EXERCISE DESCRIPTION = Among these records, which lines include "mane"? Copy them out.

Collection entries:
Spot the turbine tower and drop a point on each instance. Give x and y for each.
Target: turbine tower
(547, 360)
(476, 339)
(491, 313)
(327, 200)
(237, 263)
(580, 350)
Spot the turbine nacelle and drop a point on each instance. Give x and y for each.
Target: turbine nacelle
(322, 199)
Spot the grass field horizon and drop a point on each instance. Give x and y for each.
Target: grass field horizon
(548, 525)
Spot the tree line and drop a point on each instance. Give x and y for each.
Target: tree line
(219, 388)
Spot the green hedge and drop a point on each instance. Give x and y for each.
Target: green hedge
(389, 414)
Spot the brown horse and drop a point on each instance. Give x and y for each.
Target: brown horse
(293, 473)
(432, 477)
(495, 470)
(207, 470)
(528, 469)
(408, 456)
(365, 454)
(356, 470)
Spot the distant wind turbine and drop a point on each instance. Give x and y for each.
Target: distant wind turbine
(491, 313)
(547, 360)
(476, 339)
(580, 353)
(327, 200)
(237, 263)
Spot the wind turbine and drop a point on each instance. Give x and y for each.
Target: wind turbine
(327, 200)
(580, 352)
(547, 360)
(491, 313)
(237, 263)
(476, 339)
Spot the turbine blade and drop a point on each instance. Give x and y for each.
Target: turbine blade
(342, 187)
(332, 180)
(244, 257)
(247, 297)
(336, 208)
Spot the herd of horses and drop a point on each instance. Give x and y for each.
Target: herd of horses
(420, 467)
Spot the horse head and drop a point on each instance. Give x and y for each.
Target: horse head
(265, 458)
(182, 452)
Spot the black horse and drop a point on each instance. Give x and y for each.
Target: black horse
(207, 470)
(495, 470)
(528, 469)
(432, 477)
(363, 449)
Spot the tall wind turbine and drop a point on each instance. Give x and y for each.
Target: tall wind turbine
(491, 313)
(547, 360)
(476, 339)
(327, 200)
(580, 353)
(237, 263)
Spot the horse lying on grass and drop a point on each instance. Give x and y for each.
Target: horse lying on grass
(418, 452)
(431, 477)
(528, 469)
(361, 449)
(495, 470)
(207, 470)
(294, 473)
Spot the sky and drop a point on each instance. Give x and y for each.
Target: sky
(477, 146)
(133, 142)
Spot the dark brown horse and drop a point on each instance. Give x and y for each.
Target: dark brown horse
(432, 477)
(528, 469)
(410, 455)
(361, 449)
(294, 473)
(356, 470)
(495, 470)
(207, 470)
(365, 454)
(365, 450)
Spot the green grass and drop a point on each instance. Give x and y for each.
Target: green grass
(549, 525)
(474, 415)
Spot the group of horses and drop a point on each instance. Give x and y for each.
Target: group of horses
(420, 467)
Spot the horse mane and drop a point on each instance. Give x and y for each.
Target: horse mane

SOLUTION BELOW =
Spot the horse mane and drop a point on each instance. Give x and y for each.
Target: horse mane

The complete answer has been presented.